▶ TEXTO PARA LEITURA
Monday, February 04, 2008

A rainha do lago Mälaren





Ela se ergueu muito viva
traços trêmulos na água
os seus braços transparentes
ela me estende e me a
ESTOCOLMO, de Lucila Nogueira


Personalidade pernambucana plural, Lucila Nogueira é reconhecida sobretudo como poeta e ensaísta. Doutora em Letras (UFRJ) e professora de Cursos de Pós-Graduação e Graduação (UFPE), é também editora de revistas e livros, e promotora e colaboradora de importantes eventos no país e no exterior. Nome singular nas letras brasileiras, tem 15 livros de poesia publicados, entre eles uma obra com edição portuguesa, Zinganares (objeto, inclusive, de dissertação de Mestrado na PUCRS), e outras duas com traduções para o francês (Imilce, concluída, e A quarta forma do delírio, em andamento). Por duas vezes mereceu o Prêmio Manuel Bandeira do Governo do Estado de Pernambuco: em 1978, com Almenara, e, em 1986, com Quasar.

▶ LINHAS FORNECIDAS
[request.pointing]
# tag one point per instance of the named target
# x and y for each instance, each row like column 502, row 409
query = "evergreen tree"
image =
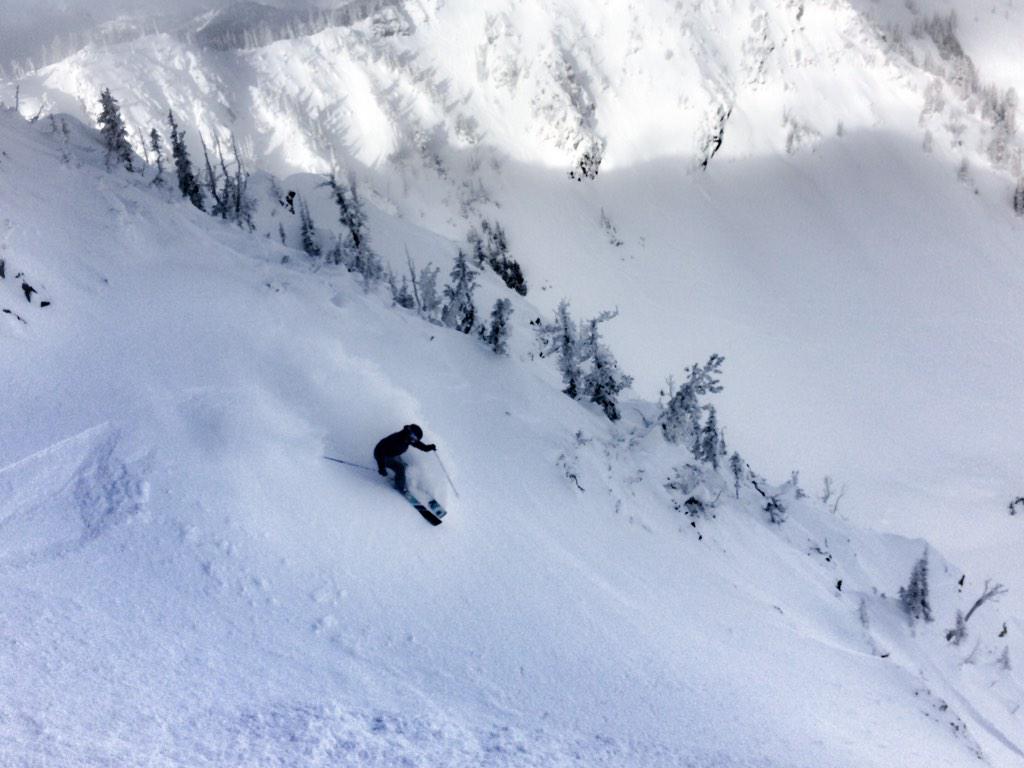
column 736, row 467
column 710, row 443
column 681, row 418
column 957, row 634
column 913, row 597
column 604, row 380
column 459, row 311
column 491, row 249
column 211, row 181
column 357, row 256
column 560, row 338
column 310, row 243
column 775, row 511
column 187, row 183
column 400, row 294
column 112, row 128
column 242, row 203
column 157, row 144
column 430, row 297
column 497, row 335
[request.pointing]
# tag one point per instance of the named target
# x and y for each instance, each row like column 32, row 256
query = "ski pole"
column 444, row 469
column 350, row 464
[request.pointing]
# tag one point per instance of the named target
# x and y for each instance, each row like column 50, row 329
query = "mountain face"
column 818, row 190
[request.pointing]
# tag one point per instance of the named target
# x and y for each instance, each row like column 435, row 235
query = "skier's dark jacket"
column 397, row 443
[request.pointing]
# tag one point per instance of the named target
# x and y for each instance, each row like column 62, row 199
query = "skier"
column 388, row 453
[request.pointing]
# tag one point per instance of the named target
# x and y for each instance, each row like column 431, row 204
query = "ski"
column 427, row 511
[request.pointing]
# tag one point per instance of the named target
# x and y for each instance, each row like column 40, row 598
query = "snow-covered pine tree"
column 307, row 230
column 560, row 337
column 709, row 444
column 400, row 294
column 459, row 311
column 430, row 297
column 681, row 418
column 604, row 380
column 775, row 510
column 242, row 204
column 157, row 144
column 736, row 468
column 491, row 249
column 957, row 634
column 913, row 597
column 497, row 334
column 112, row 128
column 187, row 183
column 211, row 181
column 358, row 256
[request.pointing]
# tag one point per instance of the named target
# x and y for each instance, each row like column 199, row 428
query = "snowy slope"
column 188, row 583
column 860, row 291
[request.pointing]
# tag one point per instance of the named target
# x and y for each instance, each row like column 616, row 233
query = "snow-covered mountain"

▶ TAREFAS E EXERCÍCIOS
**a.** Reescreva o trecho do texto sobre Lucila Nogueira que vai de "Personalidade pernambucana plural, Lucila" até "1986, com Quasar.", trocando "ensaísta" por "cronista".
**b.** Segundo o texto sobre Lucila Nogueira, com quais obras e em que anos ela recebeu o Prêmio Manuel Bandeira do Governo do Estado de Pernambuco?
**c.** No texto sobre Lucila Nogueira, relacione todas as obras da autora citadas pelo título no parágrafo que começa com "Personalidade pernambucana plural".

▶ RESPOSTAS DADAS
**a.**
Personalidade pernambucana plural, Lucila Nogueira é reconhecida sobretudo como poeta e cronista. Doutora em Letras (UFRJ) e professora de Cursos de Pós-Graduação e Graduação (UFPE), é também editora de revistas e livros, e promotora e colaboradora de importantes eventos no país e no exterior. Nome singular nas letras brasileiras, tem 15 livros de poesia publicados, entre eles uma obra com edição portuguesa, Zinganares (objeto, inclusive, de dissertação de Mestrado na PUCRS), e outras duas com traduções para o francês (Imilce, concluída, e A quarta forma do delírio, em andamento). Por duas vezes mereceu o Prêmio Manuel Bandeira do Governo do Estado de Pernambuco: em 1978, com Almenara, e, em 1986, com Quasar.

**b.** Ela recebeu o prêmio em 1978, com Almenara, e em 1986, com Quasar.

**c.** Zinganares; Imilce; A quarta forma do delírio; Almenara; Quasar